>> Begin Text block

Grace, mercy, and peace to you all from God our Father and the Lord Jesus Christ. Amen.
The Gospel reading appointed for the Fifteenth Sunday after Trinity is Matthew 6:24-34:
No man can serve two masters: for either he will hate the one, and love the other; or else he will hold to the one, and despise the other. Ye cannot serve God and mammon.
Therefore I say unto you, Take no thought for your life, what ye shall eat, or what ye shall drink; nor yet for your body, what ye shall put on. Is not the life more than meat, and the body than raiment?
Behold the fowls of the air: for they sow not, neither do they reap, nor gather into barns; yet your heavenly Father feedeth them. Are ye not much better than they?
Which of you by taking thought can add one cubit unto his stature?
And why take ye thought for raiment? Consider the lilies of the field, how they grow; they toil not, neither do they spin: And yet I say unto you, That even Solomon in all his glory was not arrayed like one of these. Wherefore, if God so clothe the grass of the field, which to day is, and to morrow is cast into the oven, shall he not much more clothe you, O ye of little faith?
Therefore take no thought, saying, What shall we eat? or, What shall we drink? or, Wherewithal shall we be clothed? (For after all these things do the Gentiles seek:) for your heavenly Father knoweth that ye have need of all these things. But seek ye first the kingdom of God, and his righteousness; and all these things shall be added unto you. Take therefore no thought for the morrow: for the morrow shall take thought for the things of itself. Sufficient unto the day is the evil thereof.
In the Name of the Father and of the Son and of the Holy Spirit. Amen.
Introduction
Today’s readings from Holy Scripture begin with these words recorded by Moses to the chosen people of God:
Hear, O Israel: The Lord our God is one Lord: And thou shalt love the Lord thy God with all thine heart, and with all thy soul, and with all thy might. And these words, which I command thee this day, shall be in thine heart: And thou shalt teach them diligently unto thy children, and shalt talk of them when thou sittest in thine house, and when thou walkest by the way, and when thou liest down, and when thou risest up.
Love makes a slave of the lover. That which one loves is that which one is bound to with all of one’s heart, with all of one’s soul, and with all of one’s might. That which one loves is that which fills one’s thoughts, words, and deeds. What one loves, one studies and one teaches diligently. What one loves, one talks about continually. What one loves, to that love one is willingly and even joyously devoted completely. What one loves, one worships and serves. What one loves rules over the lover so that the lover subjects oneself to the beloved.
I. No Man Can Serve Two Masters
The Lord Jesus addresses this in our Gospel reading for this day. “No one is able two lords to serve.”

>> End Text block

> [Set exercise 1]
Decide whether each statement agrees with the sermon, answering yes or no and quoting the words of the sermon that settle it. (a) The Gospel reading for the Fifteenth Sunday after Trinity is Matthew 6:24-34. (b) The fowls of the air gather into barns. (c) What one loves, one talks about only rarely.
> [Set exercise 2]
According to the sermon, who recorded the words that open today's readings from Holy Scripture?
> [Set exercise 3]
Go on with the sermon from the point where it stops.
The records were taken from a different source than the sermon.

>> Begin Provided information

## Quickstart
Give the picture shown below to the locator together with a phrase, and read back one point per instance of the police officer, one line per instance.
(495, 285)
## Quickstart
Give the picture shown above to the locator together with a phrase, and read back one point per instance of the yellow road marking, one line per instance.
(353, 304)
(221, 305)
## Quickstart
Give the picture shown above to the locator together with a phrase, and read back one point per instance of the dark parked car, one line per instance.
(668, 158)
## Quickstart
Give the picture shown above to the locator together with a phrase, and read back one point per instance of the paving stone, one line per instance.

>> End Provided information
>> Begin Provided information

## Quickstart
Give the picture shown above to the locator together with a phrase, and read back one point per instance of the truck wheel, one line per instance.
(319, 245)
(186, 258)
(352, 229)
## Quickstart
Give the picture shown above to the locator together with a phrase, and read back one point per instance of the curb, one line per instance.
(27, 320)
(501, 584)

>> End Provided information

> [Answer 1]
(a) Yes: "The Gospel reading appointed for the Fifteenth Sunday after Trinity is Matthew 6:24-34"
(b) No: "they sow not, neither do they reap, nor gather into barns"
(c) No: "What one loves, one talks about continually."

> [Answer 2]
Moses

> [Answer 3]
Even though this makes perfect sense, we ignore this and even defy it with our lives. We pretend that it is possible two lords to serve. We tell ourselves that we can do the impossible, that we can embrace and love two lords or masters simultaneously. But the impossibility will not be ignored. The impossibility is demonstrated beyond contestation. The highest position can only be held by one, not by two. Thus Moses begins his declaration by saying, “Hear, O Israel, Yahweh our God, Yahweh one.” Interestingly, this declaration contains no verbs except for the command that we must hear the oneness of the Lord our God. We are to hear that the Lord our God is who He is. He is Yahweh. He is the Father and the Son and the Holy Spirit. He is the one and only God. He has no levels of existence. He says of Himself, I AM that I AM, tell them I AM sent you.”
God is. The Lord is. All that exists has its existence from the Lord. There is nothing that exists apart from the Lord. That is why we absolutely cannot put anything or anyone else on the same level with the Lord and continue fearing, loving, and trusting in God. We can only acknowledge one master at a time. It is impossible to have two masters ruling our hearts and lives. As the Lord Jesus warns us, “for either he will hate the one, and love the other; or else he will hold to the one, and despise the other.”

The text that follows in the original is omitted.